+++ TEXTO DA ENTREVISTA
Christian Camilo
"Nunca gastamos um centavo para nada, só ganhamos concursos e essas coisas que dão incentivo financeiro. Sempre investimos na música, ainda não fomos viajar com essa grana, não é a hora ainda".
Da última vez que falamos com Felippe Pompeo, ele acariciava
Madalena, a sua Pit Bull branca. Hoje ele está entre duas vira-latas
incrivelmente parecidas – Maria Bethânia e Pantera Ponte Para Terabítia. “Quem
deu esses nomes foi a minha mulher, e vocês achando que eu que sou maluco” diz
ele enquanto abre a porteira de sua casa em Joaquim Egídio para nossa equipe,
somos cercados imediatamente pelas duas cachorras marrons. Toda vez que Felippe
está incluso em alguma produção, cá estamos nós do “Blocos de Cimento” para
poder entender um pouco mais sobre sua função na comunicação musical – mesmo que
ninguém dê a mínima.
Os Blocos de Cimento – Você disse que não iria parar nunca.
Realmente, parece longe de uma pausa.
Felippe Pompeo – O que eu posso fazer? Sou movido a isso. É
o que dá sentido a minha vida.
Bloco – Você fala de um jeito que parece triste...
Pompeo – Tristeza também é um sentimento. A vida é uma
mistura disso tudo não é mesmo? Felicidade, tristeza... Só que nós damos sempre
ênfase à tristeza, não sei por quê. Se você tiver a resposta, me ajude.
Bloco – Não faço a menor ideia.
Pompeo – Somos todos uns condenados ao trabalho, a angustia.
Medo e essas coisas que vem com o pacote da fecundação. Não pedi para nascer e
não pedi para gostar de fazer discos, mesmo sabendo que isso nunca me levou a
lugar algum. E não estou sozinho nessa. Converso com um monte de gente
talentosa e todos sentem o mesmo – há tanta gente foda no mundo e poucas são
reconhecidas pelo seu talento.
Bloco – Então não reclame.
Pompeo – É inevitável. O que eu faço, geralmente, é olhar ao
redor e pensar que poderia ser pior... Sempre poderia ser pior. Essa coisa da
angústia, quando bem administrada, nos fortalece. Foi desse modo que o Aliás
foi concebido – e aqui eu falo por mim.
Bloco – Aliás, que nome hein!
Pompeo – Forte não é? Quer dizer o que você quiser pensar. A
banda é muito boa. Antes eu era produtor, moldamos as coisas, colocamos quadros
e tudo mais na sala. Hoje eu faço parte da banda, toco bateria e produzimos
juntos todo o material do disco novo, que sai em janeiro, se tudo der certo.
Bloco – E como poderia não dar certo?
++++++
> INSTRUÇÕES:
A. Reescreva como lista JSON de strings o trecho da listagem que começa na linha com "Q: In the image above, where is the pine" e termina na linha com "[22, 224, 110, 259]", ambas incluídas, com uma string por linha e sem as linhas em branco. Deixe as imagens de fora.
B. Continue a entrevista com Felippe Pompeo a partir do ponto em que ela para.
A entrevista e a listagem não têm relação uma com a outra.
+++ MATERIAL FORNECIDO
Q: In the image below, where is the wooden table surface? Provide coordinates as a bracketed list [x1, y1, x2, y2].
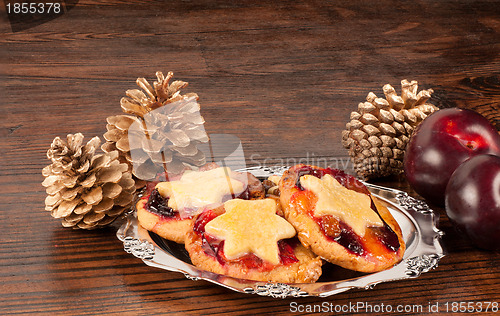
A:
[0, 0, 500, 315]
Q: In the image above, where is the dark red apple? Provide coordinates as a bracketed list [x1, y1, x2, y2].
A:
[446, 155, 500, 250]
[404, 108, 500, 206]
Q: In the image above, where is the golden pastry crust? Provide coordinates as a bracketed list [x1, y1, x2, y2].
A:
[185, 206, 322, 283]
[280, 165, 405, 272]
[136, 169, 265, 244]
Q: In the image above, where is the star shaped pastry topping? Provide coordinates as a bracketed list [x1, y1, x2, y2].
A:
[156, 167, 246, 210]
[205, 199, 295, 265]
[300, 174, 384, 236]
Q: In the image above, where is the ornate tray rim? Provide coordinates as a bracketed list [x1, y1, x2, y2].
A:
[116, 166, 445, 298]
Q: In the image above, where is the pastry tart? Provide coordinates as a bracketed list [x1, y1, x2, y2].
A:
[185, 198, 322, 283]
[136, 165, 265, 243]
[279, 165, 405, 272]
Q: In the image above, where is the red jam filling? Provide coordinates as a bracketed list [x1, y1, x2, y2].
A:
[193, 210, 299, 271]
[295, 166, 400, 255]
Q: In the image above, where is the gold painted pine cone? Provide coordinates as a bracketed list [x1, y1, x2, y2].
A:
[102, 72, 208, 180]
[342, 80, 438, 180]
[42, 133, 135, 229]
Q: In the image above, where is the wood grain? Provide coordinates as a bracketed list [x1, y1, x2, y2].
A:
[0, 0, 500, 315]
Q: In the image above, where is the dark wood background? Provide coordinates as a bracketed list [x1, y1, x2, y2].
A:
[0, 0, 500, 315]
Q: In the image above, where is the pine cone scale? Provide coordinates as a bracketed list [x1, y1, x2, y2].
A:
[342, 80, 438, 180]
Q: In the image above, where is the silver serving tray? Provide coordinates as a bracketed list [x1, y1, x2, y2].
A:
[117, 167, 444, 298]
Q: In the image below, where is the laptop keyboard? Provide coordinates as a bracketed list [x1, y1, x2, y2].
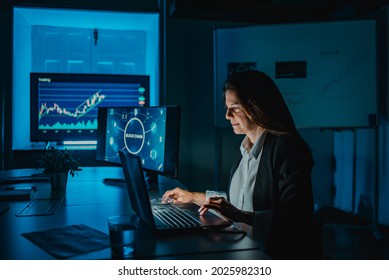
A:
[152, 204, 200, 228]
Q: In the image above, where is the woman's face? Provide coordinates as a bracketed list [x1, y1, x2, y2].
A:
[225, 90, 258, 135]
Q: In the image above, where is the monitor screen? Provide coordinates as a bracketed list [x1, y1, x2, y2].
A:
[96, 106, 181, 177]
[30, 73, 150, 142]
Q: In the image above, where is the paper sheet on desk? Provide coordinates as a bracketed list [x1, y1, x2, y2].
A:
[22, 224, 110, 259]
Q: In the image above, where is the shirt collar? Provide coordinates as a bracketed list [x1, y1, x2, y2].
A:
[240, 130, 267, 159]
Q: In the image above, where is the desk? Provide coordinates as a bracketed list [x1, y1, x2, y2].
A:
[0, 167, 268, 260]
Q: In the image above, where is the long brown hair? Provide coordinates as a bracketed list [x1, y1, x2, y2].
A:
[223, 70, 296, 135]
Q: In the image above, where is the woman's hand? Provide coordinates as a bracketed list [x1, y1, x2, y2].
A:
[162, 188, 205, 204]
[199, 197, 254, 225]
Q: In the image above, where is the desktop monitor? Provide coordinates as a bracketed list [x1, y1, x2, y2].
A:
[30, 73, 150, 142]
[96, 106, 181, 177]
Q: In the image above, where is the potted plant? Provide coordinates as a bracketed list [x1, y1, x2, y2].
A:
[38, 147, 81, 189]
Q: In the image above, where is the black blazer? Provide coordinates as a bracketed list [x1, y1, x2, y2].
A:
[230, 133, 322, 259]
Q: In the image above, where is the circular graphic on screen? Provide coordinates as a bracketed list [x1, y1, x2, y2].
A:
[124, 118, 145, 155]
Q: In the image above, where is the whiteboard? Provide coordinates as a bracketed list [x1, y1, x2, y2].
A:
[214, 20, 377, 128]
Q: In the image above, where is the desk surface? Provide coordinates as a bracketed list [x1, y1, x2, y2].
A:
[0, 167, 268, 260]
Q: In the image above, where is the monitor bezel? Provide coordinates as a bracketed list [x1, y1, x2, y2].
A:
++++++
> RESPOSTAS POR TAREFA:
A.
[
  "Q: In the image above, where is the pine cone scale? Provide coordinates as a bracketed list [x1, y1, x2, y2].",
  "A:",
  "[342, 80, 438, 180]",
  "Q: In the image above, where is the silver serving tray? Provide coordinates as a bracketed list [x1, y1, x2, y2].",
  "A:",
  "[117, 167, 444, 298]",
  "Q: In the image below, where is the laptop keyboard? Provide coordinates as a bracketed list [x1, y1, x2, y2].",
  "A:",
  "[152, 204, 200, 228]",
  "Q: In the image above, where is the woman's face? Provide coordinates as a bracketed list [x1, y1, x2, y2].",
  "A:",
  "[225, 90, 258, 135]",
  "Q: In the image above, where is the monitor screen? Provide coordinates as a bracketed list [x1, y1, x2, y2].",
  "A:",
  "[96, 106, 181, 177]",
  "[30, 73, 150, 142]",
  "Q: In the image above, where is the paper sheet on desk? Provide coordinates as a bracketed list [x1, y1, x2, y2].",
  "A:",
  "[22, 224, 110, 259]"
]

B.
Pompeo – Sempre há essa possibilidade. O disco foi gravado
com plug ins piratas, você pode imaginar o parto que foi.
Bloco – O que há em Amparo-Sp?
Pompeo – Uma chácara do pai do guitarrista, o Publio. Sempre
vamos pra lá e eu sempre tive vontade de varar uma semana lá gravando um disco
inteiro. Montamos nosso equipamento e foi o que fizemos, numa semana gelada de
julho, das dez da manhã as dez da noite. Foco, muito foco no trabalho e a
certeza de que iríamos sair de lá com o disco todo gravado.
Bloco – Conte mais, então...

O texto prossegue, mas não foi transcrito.